» Work required:
Rewrite the data below with "written like the sample" replaced by "in the same format as the sample" throughout, keeping everything else the same.

::: Input material :::

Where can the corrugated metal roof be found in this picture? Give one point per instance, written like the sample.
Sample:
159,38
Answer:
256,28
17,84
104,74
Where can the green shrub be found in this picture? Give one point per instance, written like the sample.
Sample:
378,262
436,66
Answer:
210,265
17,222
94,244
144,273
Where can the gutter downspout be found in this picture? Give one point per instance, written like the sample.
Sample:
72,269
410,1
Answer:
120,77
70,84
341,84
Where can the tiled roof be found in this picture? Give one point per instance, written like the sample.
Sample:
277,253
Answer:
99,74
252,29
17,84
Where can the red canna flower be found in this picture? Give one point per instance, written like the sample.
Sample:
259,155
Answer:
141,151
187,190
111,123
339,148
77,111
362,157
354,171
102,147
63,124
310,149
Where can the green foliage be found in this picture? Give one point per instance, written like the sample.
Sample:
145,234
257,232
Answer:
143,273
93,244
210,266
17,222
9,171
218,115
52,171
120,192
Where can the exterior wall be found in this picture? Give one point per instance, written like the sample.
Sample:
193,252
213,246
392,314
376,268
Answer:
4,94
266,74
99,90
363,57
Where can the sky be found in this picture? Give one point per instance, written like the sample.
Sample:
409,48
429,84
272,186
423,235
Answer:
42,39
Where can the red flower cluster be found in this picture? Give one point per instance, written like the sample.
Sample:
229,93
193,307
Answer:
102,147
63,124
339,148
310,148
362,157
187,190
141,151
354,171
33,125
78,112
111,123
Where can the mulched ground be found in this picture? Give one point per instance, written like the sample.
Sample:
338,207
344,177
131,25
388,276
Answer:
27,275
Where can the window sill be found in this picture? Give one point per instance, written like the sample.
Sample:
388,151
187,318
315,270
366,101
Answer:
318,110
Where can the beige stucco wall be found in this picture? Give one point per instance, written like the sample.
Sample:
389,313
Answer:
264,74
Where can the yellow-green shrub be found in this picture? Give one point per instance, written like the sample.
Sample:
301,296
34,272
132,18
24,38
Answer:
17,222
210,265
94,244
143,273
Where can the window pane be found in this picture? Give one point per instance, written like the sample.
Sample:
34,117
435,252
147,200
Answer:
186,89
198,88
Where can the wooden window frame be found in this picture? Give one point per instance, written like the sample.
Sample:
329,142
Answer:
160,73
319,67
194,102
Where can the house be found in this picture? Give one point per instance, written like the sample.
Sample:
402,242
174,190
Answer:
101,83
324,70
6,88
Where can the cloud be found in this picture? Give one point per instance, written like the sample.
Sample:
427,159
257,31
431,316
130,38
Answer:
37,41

:::

» The reply:
Where can the corrugated metal roof be found in this picture? Give one point per instance, in the same format as the sample.
Sample:
159,38
Answer:
256,28
17,84
104,74
Where can the green shrub be found in this picture? Give one point per instance, in the same format as the sample.
Sample:
378,262
436,66
Answer:
210,265
17,222
94,244
144,273
Where can the gutter downspout be found in this picture? Give one point per instance, in the same format as the sample.
Sample:
72,269
410,1
Answer:
120,77
70,84
341,84
Where can the tiled roof be found in this picture? Give one point per instance, in the same format as the sample.
Sample:
277,253
Answer:
99,74
252,29
17,84
Where can the red canna flower be found in this picture? Give one point per instance, in the same format as the sample.
Sample:
259,155
Answer:
141,151
187,190
111,123
339,148
77,111
362,157
354,171
102,147
63,124
310,149
Where can the green foliage be found in this picture? Give one point per instance, in the same format as the sample.
Sample:
145,234
257,232
Answer:
143,273
93,244
210,266
17,222
9,171
218,115
52,171
120,192
Where can the exterior wall be found in this picture? Give one point per instance, in the same format as the sample.
Sample:
193,252
213,246
392,314
376,268
Answer:
4,94
266,74
99,90
363,57
Where can the sky be found in this picture? Give one point per instance, in the same format as the sample.
Sample:
409,48
429,84
272,186
423,235
Answer:
42,39
Where can the red flower cluster be found in this picture? Give one point per instance, in the same format as the sample.
Sample:
229,93
193,307
Answer:
102,147
63,124
339,148
310,148
362,157
187,190
141,151
354,171
33,125
78,112
111,123
Where can the mulched ground be found in this picture? Give one point per instance, in the same format as the sample.
Sample:
338,207
344,177
131,25
388,276
Answer:
27,275
Where can the window sill be found in this picture? Give one point per instance, in the same format as the sample.
Sample:
388,151
187,318
315,270
366,101
Answer:
318,110
Where can the beige stucco wall be found in this picture? Give one point per instance, in the same format as the sample.
Sample:
389,313
Answer:
264,74
Where can the yellow-green shrub be found in this picture? Give one point per instance, in the same format as the sample.
Sample:
301,296
34,272
132,18
24,38
Answer:
17,222
210,265
94,244
143,273
Where can the window pane be found in this picture? Give one point per instance, in the same format as the sample.
Sample:
34,117
435,252
147,200
Answer:
186,89
198,88
Where can the wooden window frame be found in this picture? Give one point per instance, in the same format as the sample.
Sample:
329,142
Answer:
160,73
319,67
194,102
Where can the house be found in this picture? Give one point per instance, in the same format as the sample.
Sample:
402,242
174,190
Answer:
101,83
324,70
6,88
Where can the cloud be found in this picture? Give one point per instance, in the same format as the sample.
Sample:
427,159
257,31
431,316
130,38
Answer:
37,41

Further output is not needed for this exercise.